BEGIN PAGE TEXT
We have art galleries displaying things like empty canvases or toilet bowls that make a statement, it's definitely not about difficulty. The fact is that the debate about what art is is part of what makes art art, it escapes definition because part of the spirit of art is rebelling against definition.
> We have art galleries displaying things like empty canvases or toilet bowls that make a statement, it's definitely not about difficulty

You're under selling the difficulty of using a toilet bowl to make a convincing statement.

It's a water fountain
That one was done over a hundred years ago, sadly. The public wasn't original and topical statements for every new opening.
Mm.

I'm 50-50 split on thinking I regard that kind of art as a vehicle for tax evasion, vs. thinking the "difficulty" is the money wasted on it (which is still Veblen "look at me I'm rich I can waste money on something pointless").

We can't judge all of the art sphere just from the worst examples. Think of people who judge software by our worst examples (crypto scams, I don't know)?
Why is a simple modern art piece necessarily one of the worst and examples?
> art galleries displaying things like empty canvases or toilet bowls

This is so far from the norm and feels like a television lens version of artists and art galleries. Yes, Duchamp used a toilet bowl in 1917 as art which was over 100 year ago. This is known because no one had done it before and presented an everyday object as art. This is 106 years old but still referred to so you can guess it was a big deal.

My suggestion is to visit a modern art museum in a larger city and you'll see this kind of "easy bullshit art as a statement" doesn't really exist.

https://www.tate.org.uk https://www.hauserwirth.com https://www.moma.org https://www.davidzwirner.com https://gagosian.com

I have visited modern art museums. I have seen similar "low effort" pieces among a wide catalogue of high effort ones. It is evident that real artists are very prolific and are not lazy or anything like that, that was not implying that, I don't even think of it as bullshit.
END PAGE TEXT
REQUIRED WORK:
A - According to the art discussion, in what year did Duchamp use a toilet bowl as art?
B - Reproduce the art discussion word for word from "I have visited" to "it as bullshit.".
BEGIN DATA PROVIDED
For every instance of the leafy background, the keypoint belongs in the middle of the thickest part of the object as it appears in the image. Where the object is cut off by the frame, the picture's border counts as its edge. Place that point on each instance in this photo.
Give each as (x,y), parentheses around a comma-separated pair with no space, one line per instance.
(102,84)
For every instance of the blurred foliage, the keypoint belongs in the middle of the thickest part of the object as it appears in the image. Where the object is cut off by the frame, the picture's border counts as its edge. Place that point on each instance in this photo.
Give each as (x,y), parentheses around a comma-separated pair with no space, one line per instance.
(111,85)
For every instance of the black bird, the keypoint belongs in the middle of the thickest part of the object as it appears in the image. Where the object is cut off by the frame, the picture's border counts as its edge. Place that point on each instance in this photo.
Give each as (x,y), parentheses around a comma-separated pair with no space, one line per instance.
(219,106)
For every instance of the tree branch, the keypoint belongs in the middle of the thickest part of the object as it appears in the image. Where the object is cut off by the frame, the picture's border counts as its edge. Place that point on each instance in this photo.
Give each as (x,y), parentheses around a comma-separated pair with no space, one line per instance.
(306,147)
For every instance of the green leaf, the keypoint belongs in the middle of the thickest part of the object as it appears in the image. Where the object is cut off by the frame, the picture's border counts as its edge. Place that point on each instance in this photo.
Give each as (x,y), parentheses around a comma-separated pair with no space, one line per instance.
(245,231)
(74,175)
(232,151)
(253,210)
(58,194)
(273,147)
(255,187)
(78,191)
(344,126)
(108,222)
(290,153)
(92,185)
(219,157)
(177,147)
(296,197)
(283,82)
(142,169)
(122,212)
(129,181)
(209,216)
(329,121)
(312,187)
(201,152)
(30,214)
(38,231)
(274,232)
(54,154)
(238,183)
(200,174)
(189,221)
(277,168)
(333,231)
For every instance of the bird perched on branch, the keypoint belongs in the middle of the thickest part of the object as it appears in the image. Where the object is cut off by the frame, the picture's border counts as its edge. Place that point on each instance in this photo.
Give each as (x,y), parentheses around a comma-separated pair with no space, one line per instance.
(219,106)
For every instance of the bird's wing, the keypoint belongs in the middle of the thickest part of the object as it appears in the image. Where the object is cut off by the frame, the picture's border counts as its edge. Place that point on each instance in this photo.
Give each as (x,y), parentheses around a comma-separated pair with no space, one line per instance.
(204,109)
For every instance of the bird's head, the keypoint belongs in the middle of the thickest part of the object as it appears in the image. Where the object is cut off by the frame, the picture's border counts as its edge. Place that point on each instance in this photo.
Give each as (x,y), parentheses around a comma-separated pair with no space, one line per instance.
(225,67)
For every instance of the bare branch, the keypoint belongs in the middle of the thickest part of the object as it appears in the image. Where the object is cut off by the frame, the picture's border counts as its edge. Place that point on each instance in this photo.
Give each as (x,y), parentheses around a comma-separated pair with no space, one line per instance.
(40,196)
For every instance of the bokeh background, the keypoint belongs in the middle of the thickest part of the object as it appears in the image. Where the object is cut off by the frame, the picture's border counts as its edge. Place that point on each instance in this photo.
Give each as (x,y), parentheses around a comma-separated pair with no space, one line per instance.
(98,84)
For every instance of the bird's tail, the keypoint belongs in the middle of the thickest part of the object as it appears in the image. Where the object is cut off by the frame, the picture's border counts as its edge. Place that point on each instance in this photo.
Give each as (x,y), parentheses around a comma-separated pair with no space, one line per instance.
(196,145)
END DATA PROVIDED
SOLUTIONS TO THE PROBLEMS:
A - 1917

B -
I have visited modern art museums. I have seen similar "low effort" pieces among a wide catalogue of high effort ones. It is evident that real artists are very prolific and are not lazy or anything like that, that was not implying that, I don't even think of it as bullshit.